**Objective:** Your task is to output the entries below word for word.

**Records:**
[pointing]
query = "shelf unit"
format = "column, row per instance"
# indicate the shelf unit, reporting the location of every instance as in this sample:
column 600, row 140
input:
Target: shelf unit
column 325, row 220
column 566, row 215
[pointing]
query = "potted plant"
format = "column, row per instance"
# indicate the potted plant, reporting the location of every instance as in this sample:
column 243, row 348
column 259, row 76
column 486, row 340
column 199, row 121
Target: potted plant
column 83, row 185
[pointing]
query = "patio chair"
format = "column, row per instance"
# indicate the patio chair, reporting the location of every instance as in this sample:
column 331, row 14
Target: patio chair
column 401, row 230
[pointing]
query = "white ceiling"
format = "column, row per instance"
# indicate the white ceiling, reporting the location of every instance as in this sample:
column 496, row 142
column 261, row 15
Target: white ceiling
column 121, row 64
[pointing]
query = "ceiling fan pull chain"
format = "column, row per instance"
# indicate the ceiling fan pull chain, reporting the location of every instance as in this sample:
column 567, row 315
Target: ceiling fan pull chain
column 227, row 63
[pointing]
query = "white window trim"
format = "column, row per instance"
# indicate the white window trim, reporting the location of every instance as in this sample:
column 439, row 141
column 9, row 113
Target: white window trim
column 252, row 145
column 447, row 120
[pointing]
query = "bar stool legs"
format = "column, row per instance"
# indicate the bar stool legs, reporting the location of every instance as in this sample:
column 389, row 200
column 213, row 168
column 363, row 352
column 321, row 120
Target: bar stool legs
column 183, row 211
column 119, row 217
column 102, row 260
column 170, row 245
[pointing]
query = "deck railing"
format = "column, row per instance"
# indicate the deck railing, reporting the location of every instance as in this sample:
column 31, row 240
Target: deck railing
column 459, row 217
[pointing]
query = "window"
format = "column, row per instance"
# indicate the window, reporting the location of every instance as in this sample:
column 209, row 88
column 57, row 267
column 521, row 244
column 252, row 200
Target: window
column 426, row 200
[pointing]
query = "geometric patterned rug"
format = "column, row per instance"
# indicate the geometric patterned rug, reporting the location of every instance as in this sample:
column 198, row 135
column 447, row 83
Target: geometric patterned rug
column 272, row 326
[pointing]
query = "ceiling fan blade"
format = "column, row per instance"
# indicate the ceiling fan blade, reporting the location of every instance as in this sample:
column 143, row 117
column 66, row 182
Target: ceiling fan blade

**Final result:**
[pointing]
query = "shelf unit"
format = "column, row per instance"
# indicate the shelf unit, reporting the location of every instance as in this sample:
column 600, row 140
input:
Target: shelf unit
column 325, row 220
column 566, row 215
[pointing]
query = "potted plant"
format = "column, row per instance"
# indicate the potted plant, reporting the location of every instance as in this sample:
column 243, row 348
column 259, row 76
column 486, row 340
column 199, row 121
Target: potted plant
column 83, row 185
[pointing]
query = "patio chair"
format = "column, row per instance"
# indicate the patio chair, reporting the location of every instance as in this sample:
column 331, row 14
Target: patio chair
column 401, row 230
[pointing]
query = "white ceiling"
format = "column, row per instance"
# indicate the white ceiling, reporting the location of every instance as in this sample:
column 496, row 142
column 261, row 15
Target: white ceiling
column 121, row 64
[pointing]
query = "ceiling fan pull chain"
format = "column, row per instance"
# indicate the ceiling fan pull chain, reporting the location of every instance as in this sample:
column 567, row 315
Target: ceiling fan pull chain
column 227, row 63
[pointing]
query = "white window trim"
format = "column, row per instance"
# indicate the white window trim, reporting the location of every instance as in this sample:
column 439, row 141
column 9, row 113
Target: white window trim
column 252, row 145
column 447, row 120
[pointing]
query = "bar stool legs"
format = "column, row per instance"
# indicate the bar stool legs, reporting the location of every instance as in this sample:
column 389, row 200
column 213, row 168
column 363, row 352
column 321, row 120
Target: bar stool legs
column 183, row 211
column 119, row 217
column 102, row 260
column 170, row 245
[pointing]
query = "deck railing"
format = "column, row per instance"
# indicate the deck railing, reporting the location of every instance as in this sample:
column 31, row 240
Target: deck railing
column 459, row 217
[pointing]
query = "window"
format = "column, row per instance"
# indicate the window, reporting the location of every instance as in this sample:
column 209, row 88
column 57, row 267
column 521, row 244
column 252, row 200
Target: window
column 426, row 200
[pointing]
query = "geometric patterned rug"
format = "column, row per instance"
# indicate the geometric patterned rug, reporting the location of every instance as in this sample:
column 198, row 135
column 447, row 83
Target: geometric patterned rug
column 272, row 326
[pointing]
query = "ceiling fan blade"
format = "column, row per instance"
# indicate the ceiling fan blade, reporting the location of every instance as in this sample:
column 143, row 117
column 66, row 182
Target: ceiling fan blade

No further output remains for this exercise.